* _PROVIDED DATA_:
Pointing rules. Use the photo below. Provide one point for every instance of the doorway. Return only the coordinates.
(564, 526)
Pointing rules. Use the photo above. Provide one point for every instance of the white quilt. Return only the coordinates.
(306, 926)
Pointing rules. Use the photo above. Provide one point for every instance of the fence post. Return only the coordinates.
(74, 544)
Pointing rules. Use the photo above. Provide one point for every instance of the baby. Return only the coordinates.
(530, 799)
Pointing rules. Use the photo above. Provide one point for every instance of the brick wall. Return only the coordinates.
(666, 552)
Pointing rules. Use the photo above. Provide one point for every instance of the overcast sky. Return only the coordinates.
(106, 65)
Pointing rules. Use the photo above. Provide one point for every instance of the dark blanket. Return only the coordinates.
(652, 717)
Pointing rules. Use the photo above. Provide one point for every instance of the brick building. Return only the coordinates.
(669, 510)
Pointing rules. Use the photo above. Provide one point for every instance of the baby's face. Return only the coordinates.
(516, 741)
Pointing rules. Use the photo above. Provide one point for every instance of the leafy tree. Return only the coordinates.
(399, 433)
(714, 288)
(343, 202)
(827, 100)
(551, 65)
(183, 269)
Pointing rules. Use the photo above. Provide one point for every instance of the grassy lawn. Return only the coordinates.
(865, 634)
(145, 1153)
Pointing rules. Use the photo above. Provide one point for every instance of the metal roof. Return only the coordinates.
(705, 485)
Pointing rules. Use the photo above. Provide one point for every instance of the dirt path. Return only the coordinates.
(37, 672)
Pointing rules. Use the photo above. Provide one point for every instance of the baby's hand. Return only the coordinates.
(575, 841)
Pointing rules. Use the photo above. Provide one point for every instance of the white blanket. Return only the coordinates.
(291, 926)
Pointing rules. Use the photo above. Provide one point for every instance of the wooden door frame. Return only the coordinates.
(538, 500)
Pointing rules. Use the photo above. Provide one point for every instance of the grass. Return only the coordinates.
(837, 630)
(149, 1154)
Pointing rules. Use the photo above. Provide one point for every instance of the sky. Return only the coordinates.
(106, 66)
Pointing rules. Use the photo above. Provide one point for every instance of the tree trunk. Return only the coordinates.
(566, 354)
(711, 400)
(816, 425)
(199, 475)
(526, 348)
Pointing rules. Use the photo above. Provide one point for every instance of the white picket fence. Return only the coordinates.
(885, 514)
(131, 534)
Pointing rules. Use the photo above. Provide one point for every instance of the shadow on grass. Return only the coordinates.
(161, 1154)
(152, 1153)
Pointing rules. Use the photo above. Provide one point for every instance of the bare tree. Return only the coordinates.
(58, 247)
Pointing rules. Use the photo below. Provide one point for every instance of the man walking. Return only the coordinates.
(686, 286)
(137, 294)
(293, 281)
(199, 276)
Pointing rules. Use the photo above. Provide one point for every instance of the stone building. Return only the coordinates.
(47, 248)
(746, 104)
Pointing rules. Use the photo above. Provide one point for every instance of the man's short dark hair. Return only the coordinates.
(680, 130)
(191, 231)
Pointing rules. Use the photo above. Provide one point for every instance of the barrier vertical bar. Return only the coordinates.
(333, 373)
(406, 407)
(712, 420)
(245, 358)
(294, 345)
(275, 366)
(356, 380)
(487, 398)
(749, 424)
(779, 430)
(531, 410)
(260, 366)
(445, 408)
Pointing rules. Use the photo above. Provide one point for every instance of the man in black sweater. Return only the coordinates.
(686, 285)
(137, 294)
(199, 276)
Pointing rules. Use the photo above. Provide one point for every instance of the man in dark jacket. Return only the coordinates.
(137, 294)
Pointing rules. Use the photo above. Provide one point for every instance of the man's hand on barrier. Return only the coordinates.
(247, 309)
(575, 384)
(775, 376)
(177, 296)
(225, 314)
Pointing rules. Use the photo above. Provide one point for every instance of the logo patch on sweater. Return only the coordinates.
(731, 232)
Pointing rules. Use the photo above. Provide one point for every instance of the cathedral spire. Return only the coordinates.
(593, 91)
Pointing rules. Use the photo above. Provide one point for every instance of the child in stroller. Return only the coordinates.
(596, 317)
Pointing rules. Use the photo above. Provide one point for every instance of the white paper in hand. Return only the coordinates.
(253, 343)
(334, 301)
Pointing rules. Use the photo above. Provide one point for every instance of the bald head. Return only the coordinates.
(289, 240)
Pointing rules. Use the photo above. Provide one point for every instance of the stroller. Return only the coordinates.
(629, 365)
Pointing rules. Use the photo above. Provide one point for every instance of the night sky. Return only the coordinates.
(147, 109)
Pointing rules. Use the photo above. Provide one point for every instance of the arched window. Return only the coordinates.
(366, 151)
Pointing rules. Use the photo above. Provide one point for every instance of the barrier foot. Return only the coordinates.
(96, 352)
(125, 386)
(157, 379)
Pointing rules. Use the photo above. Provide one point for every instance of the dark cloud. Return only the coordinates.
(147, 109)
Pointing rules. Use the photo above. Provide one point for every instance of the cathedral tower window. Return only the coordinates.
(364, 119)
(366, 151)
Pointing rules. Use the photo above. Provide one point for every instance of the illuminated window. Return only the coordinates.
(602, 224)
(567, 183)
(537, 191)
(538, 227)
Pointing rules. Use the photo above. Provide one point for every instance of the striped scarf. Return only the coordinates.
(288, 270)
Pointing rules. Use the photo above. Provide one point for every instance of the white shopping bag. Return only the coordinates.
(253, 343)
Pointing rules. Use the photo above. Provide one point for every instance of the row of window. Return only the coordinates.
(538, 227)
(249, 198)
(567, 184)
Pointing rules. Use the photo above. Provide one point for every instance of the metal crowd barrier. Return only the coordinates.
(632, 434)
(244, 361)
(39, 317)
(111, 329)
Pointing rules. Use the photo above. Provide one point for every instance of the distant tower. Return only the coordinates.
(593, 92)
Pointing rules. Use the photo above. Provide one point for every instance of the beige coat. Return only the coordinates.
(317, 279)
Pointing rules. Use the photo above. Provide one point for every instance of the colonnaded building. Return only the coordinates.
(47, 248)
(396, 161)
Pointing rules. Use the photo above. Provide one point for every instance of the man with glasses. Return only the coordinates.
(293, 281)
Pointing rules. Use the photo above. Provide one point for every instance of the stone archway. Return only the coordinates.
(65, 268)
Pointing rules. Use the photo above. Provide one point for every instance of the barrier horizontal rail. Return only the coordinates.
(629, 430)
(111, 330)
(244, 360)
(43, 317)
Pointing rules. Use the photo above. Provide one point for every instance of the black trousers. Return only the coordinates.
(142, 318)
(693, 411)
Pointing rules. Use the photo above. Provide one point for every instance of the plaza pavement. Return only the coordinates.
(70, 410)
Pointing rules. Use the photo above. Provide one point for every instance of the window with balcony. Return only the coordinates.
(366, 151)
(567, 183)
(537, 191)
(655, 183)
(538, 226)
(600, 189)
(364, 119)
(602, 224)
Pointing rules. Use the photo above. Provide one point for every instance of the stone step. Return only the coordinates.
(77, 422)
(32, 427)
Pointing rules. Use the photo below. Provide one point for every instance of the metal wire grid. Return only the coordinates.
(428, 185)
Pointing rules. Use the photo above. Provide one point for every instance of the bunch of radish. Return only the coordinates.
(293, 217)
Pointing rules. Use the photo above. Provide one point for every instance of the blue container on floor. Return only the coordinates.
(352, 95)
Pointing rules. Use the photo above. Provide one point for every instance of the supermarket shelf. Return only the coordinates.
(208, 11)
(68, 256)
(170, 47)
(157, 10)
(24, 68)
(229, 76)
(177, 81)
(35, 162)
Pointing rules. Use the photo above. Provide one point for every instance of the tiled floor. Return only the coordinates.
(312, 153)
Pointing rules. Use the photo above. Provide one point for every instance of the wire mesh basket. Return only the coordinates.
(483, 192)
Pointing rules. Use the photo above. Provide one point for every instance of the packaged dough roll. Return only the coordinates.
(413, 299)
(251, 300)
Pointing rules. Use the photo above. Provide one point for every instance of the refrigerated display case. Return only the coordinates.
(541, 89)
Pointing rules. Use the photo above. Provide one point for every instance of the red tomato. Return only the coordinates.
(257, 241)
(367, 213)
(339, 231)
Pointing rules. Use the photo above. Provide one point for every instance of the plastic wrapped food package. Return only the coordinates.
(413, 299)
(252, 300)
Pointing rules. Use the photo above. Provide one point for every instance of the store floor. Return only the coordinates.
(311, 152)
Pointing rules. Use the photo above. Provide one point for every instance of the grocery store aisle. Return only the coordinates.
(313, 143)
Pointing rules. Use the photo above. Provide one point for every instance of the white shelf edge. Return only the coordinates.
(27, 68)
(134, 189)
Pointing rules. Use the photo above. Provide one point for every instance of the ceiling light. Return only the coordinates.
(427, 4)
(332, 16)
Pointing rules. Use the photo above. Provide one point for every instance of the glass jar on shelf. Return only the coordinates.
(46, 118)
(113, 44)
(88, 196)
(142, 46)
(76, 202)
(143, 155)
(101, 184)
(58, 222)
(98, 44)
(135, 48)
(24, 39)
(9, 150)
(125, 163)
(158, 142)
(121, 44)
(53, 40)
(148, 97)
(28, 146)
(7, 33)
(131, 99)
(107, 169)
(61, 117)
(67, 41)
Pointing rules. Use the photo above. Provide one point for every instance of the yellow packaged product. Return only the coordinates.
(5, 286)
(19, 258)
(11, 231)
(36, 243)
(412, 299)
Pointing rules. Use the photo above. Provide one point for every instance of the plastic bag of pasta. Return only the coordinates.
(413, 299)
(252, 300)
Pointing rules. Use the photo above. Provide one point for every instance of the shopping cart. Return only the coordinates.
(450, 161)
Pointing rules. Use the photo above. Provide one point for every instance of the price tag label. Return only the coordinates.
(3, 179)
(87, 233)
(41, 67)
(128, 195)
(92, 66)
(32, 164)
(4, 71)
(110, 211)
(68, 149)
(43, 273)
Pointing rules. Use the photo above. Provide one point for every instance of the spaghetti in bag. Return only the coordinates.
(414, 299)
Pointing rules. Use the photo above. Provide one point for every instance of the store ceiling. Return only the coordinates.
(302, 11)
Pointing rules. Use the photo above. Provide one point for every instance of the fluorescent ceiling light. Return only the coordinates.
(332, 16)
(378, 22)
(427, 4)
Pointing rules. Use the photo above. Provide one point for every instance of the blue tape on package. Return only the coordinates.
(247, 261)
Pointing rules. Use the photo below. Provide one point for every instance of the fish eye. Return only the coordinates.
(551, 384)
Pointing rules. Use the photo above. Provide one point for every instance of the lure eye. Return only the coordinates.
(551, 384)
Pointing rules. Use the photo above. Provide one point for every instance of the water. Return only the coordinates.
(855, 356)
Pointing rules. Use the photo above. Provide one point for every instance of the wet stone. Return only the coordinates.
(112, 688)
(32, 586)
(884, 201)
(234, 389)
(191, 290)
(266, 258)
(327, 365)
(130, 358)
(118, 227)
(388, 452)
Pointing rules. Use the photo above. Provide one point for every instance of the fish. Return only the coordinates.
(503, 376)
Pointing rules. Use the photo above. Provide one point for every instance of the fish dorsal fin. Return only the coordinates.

* _GIVEN TASK_:
Give back exactly the lines beginning at the one with "in bag. Return only the coordinates." and ending at the final line of the material; both boundary lines belong in it.

* _FINAL RESULT_:
Pointing rules. Use the photo above. Provide one point for every instance of the spaghetti in bag. Return only the coordinates.
(414, 299)
Pointing rules. Use the photo above. Provide one point for every instance of the store ceiling. Return only the coordinates.
(302, 11)
Pointing rules. Use the photo above. Provide one point for every instance of the fluorescent ceiling light. Return only the coordinates.
(332, 16)
(378, 22)
(427, 4)
Pointing rules. Use the photo above. Provide one point for every instance of the blue tape on package. Return only the coordinates.
(247, 261)
Pointing rules. Use the photo below. Provide one point for every instance of the fish eye. Return only the coordinates.
(551, 384)
Pointing rules. Use the photo above. Provide one point for every instance of the lure eye. Return only the coordinates.
(551, 384)
Pointing rules. Use the photo above. Provide one point for every instance of the water. Return only the coordinates.
(855, 356)
Pointing rules. Use the photo above. Provide one point for every instance of the wet stone. Return only the coordinates.
(112, 688)
(32, 586)
(884, 201)
(234, 389)
(191, 290)
(266, 258)
(327, 365)
(130, 358)
(118, 227)
(388, 452)
Pointing rules. Use the photo above. Provide one point for every instance of the fish. Return only the coordinates.
(503, 376)
Pointing rules. Use the photo above. Provide one point for every instance of the fish dorsal fin. Return only the coordinates.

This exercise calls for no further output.